* _DIRECTIVE_
Arrange the lines below as a numbered list, leaving out any blank lines.

==========

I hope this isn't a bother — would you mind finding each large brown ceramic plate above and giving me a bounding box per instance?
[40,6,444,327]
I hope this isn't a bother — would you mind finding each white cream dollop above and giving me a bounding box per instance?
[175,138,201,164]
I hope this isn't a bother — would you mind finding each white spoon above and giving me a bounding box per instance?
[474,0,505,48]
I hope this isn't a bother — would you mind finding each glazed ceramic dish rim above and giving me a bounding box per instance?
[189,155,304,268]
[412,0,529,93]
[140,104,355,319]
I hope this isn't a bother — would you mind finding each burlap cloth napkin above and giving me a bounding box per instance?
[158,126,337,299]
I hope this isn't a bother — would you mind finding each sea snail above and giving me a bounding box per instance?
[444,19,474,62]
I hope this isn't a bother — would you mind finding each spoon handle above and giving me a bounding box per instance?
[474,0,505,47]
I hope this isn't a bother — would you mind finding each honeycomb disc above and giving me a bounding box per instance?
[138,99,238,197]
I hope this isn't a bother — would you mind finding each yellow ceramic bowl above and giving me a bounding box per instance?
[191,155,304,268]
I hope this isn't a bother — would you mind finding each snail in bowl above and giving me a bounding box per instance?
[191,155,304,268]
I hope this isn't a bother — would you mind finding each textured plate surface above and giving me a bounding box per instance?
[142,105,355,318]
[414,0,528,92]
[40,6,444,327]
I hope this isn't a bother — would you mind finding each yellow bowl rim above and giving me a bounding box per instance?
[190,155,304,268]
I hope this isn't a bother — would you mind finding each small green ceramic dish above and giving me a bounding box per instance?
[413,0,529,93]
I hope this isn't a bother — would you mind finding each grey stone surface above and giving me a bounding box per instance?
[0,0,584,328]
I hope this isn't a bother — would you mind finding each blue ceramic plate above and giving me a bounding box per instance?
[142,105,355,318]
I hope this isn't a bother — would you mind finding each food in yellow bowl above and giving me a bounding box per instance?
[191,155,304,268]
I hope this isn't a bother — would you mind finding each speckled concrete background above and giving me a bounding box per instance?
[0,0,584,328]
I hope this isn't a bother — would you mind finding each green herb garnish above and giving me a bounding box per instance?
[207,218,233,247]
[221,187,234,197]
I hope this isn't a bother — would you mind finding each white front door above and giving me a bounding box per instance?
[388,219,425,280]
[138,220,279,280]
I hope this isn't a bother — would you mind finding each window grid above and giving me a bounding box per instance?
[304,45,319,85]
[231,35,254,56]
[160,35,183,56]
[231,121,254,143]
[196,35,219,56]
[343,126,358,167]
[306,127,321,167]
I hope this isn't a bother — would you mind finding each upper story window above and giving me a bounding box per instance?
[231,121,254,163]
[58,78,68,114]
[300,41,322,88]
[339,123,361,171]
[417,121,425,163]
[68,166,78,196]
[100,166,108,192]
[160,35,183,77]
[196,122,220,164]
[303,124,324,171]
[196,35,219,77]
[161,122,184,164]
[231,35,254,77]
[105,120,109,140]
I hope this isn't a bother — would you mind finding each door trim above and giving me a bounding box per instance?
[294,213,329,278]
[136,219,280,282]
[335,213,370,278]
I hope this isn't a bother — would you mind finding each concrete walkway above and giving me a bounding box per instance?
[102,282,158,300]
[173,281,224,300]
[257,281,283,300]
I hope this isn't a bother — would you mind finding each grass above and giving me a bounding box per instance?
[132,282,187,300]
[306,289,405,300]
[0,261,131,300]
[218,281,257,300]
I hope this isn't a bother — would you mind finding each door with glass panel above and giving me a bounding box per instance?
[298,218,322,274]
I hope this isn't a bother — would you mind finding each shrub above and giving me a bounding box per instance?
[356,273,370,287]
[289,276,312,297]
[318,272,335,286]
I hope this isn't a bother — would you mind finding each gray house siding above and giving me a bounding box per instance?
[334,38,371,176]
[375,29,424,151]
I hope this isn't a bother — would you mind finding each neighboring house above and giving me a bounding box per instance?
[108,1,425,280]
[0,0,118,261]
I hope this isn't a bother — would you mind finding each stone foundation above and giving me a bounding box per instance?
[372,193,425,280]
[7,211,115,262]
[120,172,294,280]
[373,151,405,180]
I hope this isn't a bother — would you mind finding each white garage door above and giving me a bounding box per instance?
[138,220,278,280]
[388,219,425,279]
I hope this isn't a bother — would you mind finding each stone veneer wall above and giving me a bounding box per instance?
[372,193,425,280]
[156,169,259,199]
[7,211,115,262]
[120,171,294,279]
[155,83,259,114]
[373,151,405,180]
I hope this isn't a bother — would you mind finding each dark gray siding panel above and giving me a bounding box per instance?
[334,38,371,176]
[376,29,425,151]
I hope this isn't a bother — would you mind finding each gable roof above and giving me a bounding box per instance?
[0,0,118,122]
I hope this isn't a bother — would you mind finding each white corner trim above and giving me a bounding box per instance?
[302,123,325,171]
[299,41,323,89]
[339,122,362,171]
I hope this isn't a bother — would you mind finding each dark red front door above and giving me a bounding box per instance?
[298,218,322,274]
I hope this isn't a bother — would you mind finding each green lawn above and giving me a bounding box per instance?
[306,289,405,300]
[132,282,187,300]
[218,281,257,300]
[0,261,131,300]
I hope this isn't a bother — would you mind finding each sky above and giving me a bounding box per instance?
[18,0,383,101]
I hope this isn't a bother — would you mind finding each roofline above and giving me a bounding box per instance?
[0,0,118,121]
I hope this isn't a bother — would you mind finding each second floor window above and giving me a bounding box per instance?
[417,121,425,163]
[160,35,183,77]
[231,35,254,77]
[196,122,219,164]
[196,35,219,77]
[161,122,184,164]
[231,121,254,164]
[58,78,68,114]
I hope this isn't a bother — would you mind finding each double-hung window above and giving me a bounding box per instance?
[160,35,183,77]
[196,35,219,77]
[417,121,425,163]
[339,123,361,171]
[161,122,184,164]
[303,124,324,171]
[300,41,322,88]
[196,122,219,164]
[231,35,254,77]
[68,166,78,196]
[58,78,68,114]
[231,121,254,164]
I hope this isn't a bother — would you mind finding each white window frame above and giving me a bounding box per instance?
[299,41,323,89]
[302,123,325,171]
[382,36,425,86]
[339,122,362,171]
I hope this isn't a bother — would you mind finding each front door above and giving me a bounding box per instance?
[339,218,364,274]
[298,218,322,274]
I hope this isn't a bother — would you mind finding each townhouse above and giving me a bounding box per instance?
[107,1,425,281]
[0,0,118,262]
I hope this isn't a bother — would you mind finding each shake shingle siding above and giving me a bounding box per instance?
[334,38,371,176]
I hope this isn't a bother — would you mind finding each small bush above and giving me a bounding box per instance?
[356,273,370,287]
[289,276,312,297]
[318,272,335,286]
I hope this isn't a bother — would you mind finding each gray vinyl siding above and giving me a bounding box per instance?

==========

* _EXERCISE SOLUTION_
1. I hope this isn't a bother — would you mind finding each large brown ceramic plate above and giving me a bounding box per instance?
2. [40,6,444,327]
3. I hope this isn't a bother — would you mind finding each white cream dollop above and giving me a bounding box per instance?
4. [175,138,201,164]
5. I hope this isn't a bother — would you mind finding each white spoon above and giving me a bounding box per instance?
6. [474,0,505,48]
7. I hope this isn't a bother — would you mind finding each glazed ceramic dish rim above and giving me a bounding box per instance?
8. [189,155,304,268]
9. [412,0,529,93]
10. [140,104,355,319]
11. I hope this isn't a bother — would you mind finding each burlap cloth napkin above and giving me a bounding box per instance?
12. [158,126,337,299]
13. I hope this isn't a bother — would you mind finding each sea snail above and giving me a bounding box per instance?
14. [444,19,474,62]
15. I hope this isn't a bother — would you mind finding each spoon handle above and giving me a bounding box per instance?
16. [474,0,505,47]
17. I hope this isn't a bother — would you mind finding each honeycomb disc above and giving me a bounding box per instance?
18. [138,99,238,197]
19. I hope this isn't a bother — would you mind finding each yellow ceramic bowl above and giving me a bounding box per instance?
20. [191,155,304,268]
21. I hope this isn't a bother — would you mind finding each snail in bowl above and giving me a bounding box per instance?
22. [191,155,304,268]
23. I hope this isn't a bother — would you mind finding each textured plate surface above and giving me a bounding box per instance?
24. [142,105,355,318]
25. [414,0,528,92]
26. [40,6,444,327]
27. I hope this isn't a bother — would you mind finding each yellow bowl rim above and giving me a bounding box per instance?
28. [190,155,304,268]
29. I hope this isn't a bother — would you mind finding each small green ceramic dish above and giving me a bounding box per instance?
30. [413,0,529,93]
31. I hope this isn't a bother — would you mind finding each grey stone surface above and giving me a bounding box per instance?
32. [0,0,584,328]
33. I hope this isn't a bother — would you mind finding each blue ceramic plate above and giving me a bounding box per instance?
34. [142,105,355,318]
35. I hope this isn't a bother — would you mind finding each food in yellow bowl above and giving me a bounding box per instance?
36. [191,155,304,268]
37. I hope this isn't a bother — would you mind finding each speckled concrete background above and giving me a bounding box per instance?
38. [0,0,584,328]
39. I hope this isn't a bother — would you mind finding each green herb garnish above and giving me a bounding box per instance?
40. [207,218,233,247]
41. [221,187,234,197]
42. I hope this isn't a bother — would you mind finding each white front door above and giving me a bounding box per instance?
43. [388,219,425,280]
44. [138,220,279,280]
45. I hope this isn't a bother — would you mind finding each window grid above and giving me a bounding box per instance?
46. [304,45,319,85]
47. [231,35,254,56]
48. [160,35,183,56]
49. [231,121,254,143]
50. [196,35,219,56]
51. [343,126,358,167]
52. [306,127,321,167]
53. I hope this isn't a bother — would you mind finding each upper story window above and giving me a bounding box per instance?
54. [231,121,254,163]
55. [58,78,68,114]
56. [300,41,322,88]
57. [339,123,361,171]
58. [417,121,425,163]
59. [68,166,78,196]
60. [100,166,108,192]
61. [160,35,183,77]
62. [196,122,220,164]
63. [303,124,324,171]
64. [196,35,219,77]
65. [161,122,184,164]
66. [231,35,254,77]
67. [105,120,109,140]
68. I hope this isn't a bother — would you mind finding each door trim above and giving me a bounding box per instance?
69. [294,213,329,278]
70. [136,219,280,282]
71. [335,213,370,278]
72. I hope this isn't a bother — would you mind finding each concrete walkway above and giving me a bounding box per instance?
73. [102,282,158,300]
74. [173,281,224,300]
75. [257,281,283,300]
76. I hope this isn't a bother — would you mind finding each grass above and giving me a bounding box per instance?
77. [132,282,187,300]
78. [306,289,405,300]
79. [0,261,131,300]
80. [218,281,257,300]
81. I hope this isn't a bother — would you mind finding each door with glass panel above and giving me a bounding box per instance?
82. [298,218,322,274]
83. I hope this isn't a bother — would you mind finding each shrub above and giving me a bounding box per instance?
84. [356,273,370,287]
85. [289,276,312,297]
86. [318,272,335,286]
87. I hope this isn't a bother — would you mind finding each gray house siding above and giving me a bounding box per instance?
88. [334,38,371,176]
89. [375,29,424,151]
90. I hope this isn't a bother — would you mind finding each neighboring house above and giving me a bounding box per instance?
91. [108,1,425,280]
92. [0,0,118,261]
93. I hope this isn't a bother — would you mind finding each stone foundation above and giving me a bounding box per instance?
94. [372,193,425,280]
95. [7,211,115,262]
96. [120,172,294,280]
97. [373,151,405,180]
98. I hope this isn't a bother — would you mind finding each white garage door above and giving me a bounding box per instance?
99. [138,220,278,280]
100. [388,219,425,279]
101. I hope this isn't a bother — would you mind finding each stone veneer wall above and giving me a bounding box per instance?
102. [372,193,425,280]
103. [156,169,259,199]
104. [7,211,115,262]
105. [120,171,294,279]
106. [155,83,259,114]
107. [373,151,405,180]
108. I hope this isn't a bother — would you mind finding each dark gray siding panel above and giving me a bounding box per instance?
109. [334,38,371,176]
110. [376,29,425,151]
111. I hope this isn't a bother — would you mind finding each gable roof above and giving me a bounding box per instance?
112. [0,0,118,122]
113. I hope this isn't a bother — would you mind finding each white corner trim above and giving me a bounding box per instance?
114. [302,123,325,171]
115. [299,41,323,89]
116. [339,122,362,171]
117. I hope this isn't a bother — would you mind finding each dark red front door above and giving me a bounding box per instance?
118. [298,218,322,274]
119. I hope this isn't a bother — would you mind finding each green lawn above and giving me a bounding box per instance?
120. [306,289,405,300]
121. [132,282,187,300]
122. [218,281,257,300]
123. [0,261,131,300]
124. I hope this isn't a bother — would you mind finding each sky above and giving me a bounding box per instance?
125. [18,0,383,101]
126. I hope this isn't a bother — would you mind finding each roofline above and giving me a bounding box per instance?
127. [0,0,118,121]
128. I hope this isn't a bother — would you mind finding each second floor window above and giving me a bounding box per instance?
129. [417,121,425,163]
130. [160,35,183,77]
131. [231,35,254,77]
132. [196,122,219,164]
133. [196,35,219,77]
134. [161,122,184,164]
135. [231,121,254,164]
136. [58,78,68,114]
137. I hope this isn't a bother — would you mind finding each double-hung window above and giving me a bounding box per instance?
138. [160,35,183,77]
139. [196,35,219,77]
140. [417,121,425,163]
141. [339,123,361,171]
142. [161,122,184,164]
143. [303,124,324,171]
144. [300,41,322,88]
145. [196,122,219,164]
146. [231,35,254,77]
147. [68,166,78,196]
148. [58,78,68,114]
149. [231,121,254,164]
150. I hope this isn't a bother — would you mind finding each white window frame above and giving me a bounding box per instance?
151. [299,41,323,89]
152. [302,123,325,171]
153. [382,36,425,86]
154. [339,122,362,171]
155. I hope this isn't a bother — would you mind finding each front door above and giving me a bounding box per instance?
156. [339,218,364,274]
157. [298,218,322,274]
158. I hope this isn't a bother — would you mind finding each townhouse above and giving me a bounding box per instance?
159. [107,1,425,281]
160. [0,0,118,262]
161. I hope this isn't a bother — would you mind finding each shake shingle siding above and giving me a bounding box per instance?
162. [334,38,371,176]
163. I hope this isn't a bother — would you mind finding each small bush above and giving me a bounding box per instance?
164. [356,273,370,287]
165. [289,276,312,297]
166. [318,272,335,286]
167. I hope this isn't a bother — would you mind finding each gray vinyl siding above and giving me a bounding box per instance?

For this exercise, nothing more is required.